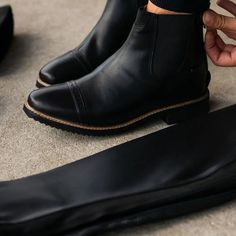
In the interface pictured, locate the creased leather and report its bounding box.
[29,8,209,127]
[0,106,236,236]
[39,0,147,84]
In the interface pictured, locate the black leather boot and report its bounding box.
[0,6,14,61]
[0,105,236,236]
[25,9,210,134]
[36,0,148,87]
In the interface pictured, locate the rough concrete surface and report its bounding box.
[0,0,236,236]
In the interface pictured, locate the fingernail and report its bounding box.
[203,10,215,26]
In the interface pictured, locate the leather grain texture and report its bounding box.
[0,106,236,236]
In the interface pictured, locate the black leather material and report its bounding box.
[39,0,147,84]
[0,6,14,61]
[28,9,209,127]
[0,106,236,236]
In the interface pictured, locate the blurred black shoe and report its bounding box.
[0,6,14,61]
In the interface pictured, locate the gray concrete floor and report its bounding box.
[0,0,236,236]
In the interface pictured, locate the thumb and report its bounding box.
[203,10,236,31]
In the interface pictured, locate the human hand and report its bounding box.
[203,0,236,67]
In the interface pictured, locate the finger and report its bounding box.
[222,30,236,39]
[206,31,236,67]
[217,0,236,16]
[203,10,236,31]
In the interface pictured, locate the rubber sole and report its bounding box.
[23,92,209,135]
[36,78,51,88]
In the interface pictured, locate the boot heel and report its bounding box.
[162,94,210,125]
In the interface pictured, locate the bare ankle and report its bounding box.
[146,0,191,15]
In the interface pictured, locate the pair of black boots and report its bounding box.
[24,0,210,135]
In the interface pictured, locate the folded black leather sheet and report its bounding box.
[0,106,236,236]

* Exercise instructions
Please rewrite the entries as a numbered list, starting at the line containing "In the interface pictured, locate the finger and" and running through the last line of the entries, with both ends included and blank lines left out.

* Response to the exercise
1. In the interface pictured, locate the finger and report its bounding box.
2. [222,30,236,39]
3. [206,31,236,67]
4. [217,0,236,16]
5. [203,10,236,31]
6. In the interface pictured, locate the rubber sole and report its bounding box.
7. [23,92,209,135]
8. [36,78,51,88]
9. In the interface pictured, locate the boot heel and report its bounding box.
10. [162,94,210,125]
11. In the interface pictured, locate the bare ankle and report its bounding box.
12. [146,0,191,15]
13. In the interface pictured, locate the pair of black boots and report its bounding box.
14. [24,0,210,135]
15. In the interface pictured, locate the folded black leather sheet and report its bounding box.
16. [0,106,236,236]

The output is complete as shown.